__Listing__:
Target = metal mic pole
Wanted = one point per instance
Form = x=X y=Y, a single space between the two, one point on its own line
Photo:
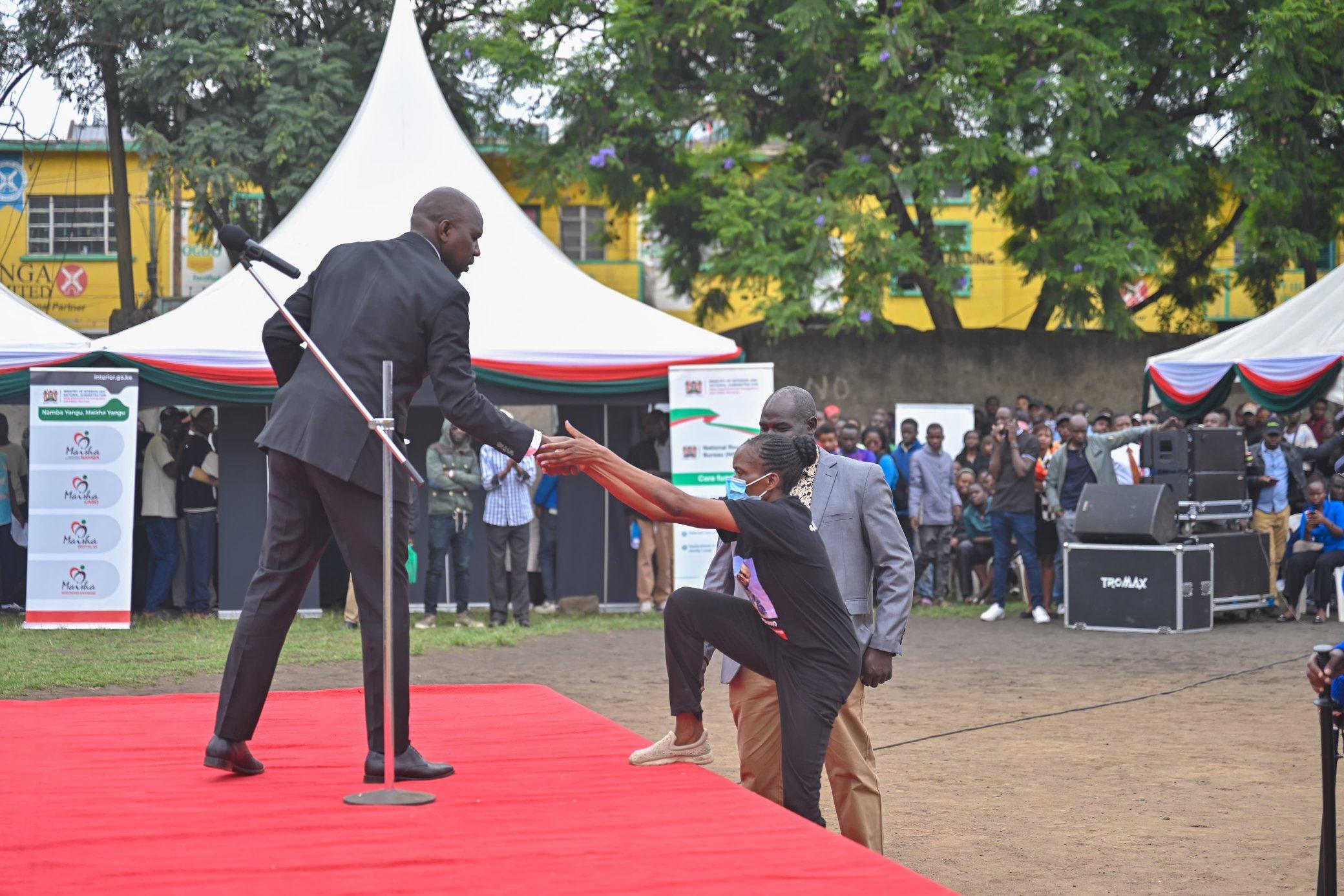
x=1325 y=883
x=389 y=796
x=389 y=444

__Request__:
Write out the lines above exactly, leaving out the picture.

__Task solution__:
Target = metal mic pole
Wanted = one point per instance
Form = x=X y=Y, a single space between the two, one point on its own line
Photo:
x=1325 y=883
x=389 y=796
x=389 y=444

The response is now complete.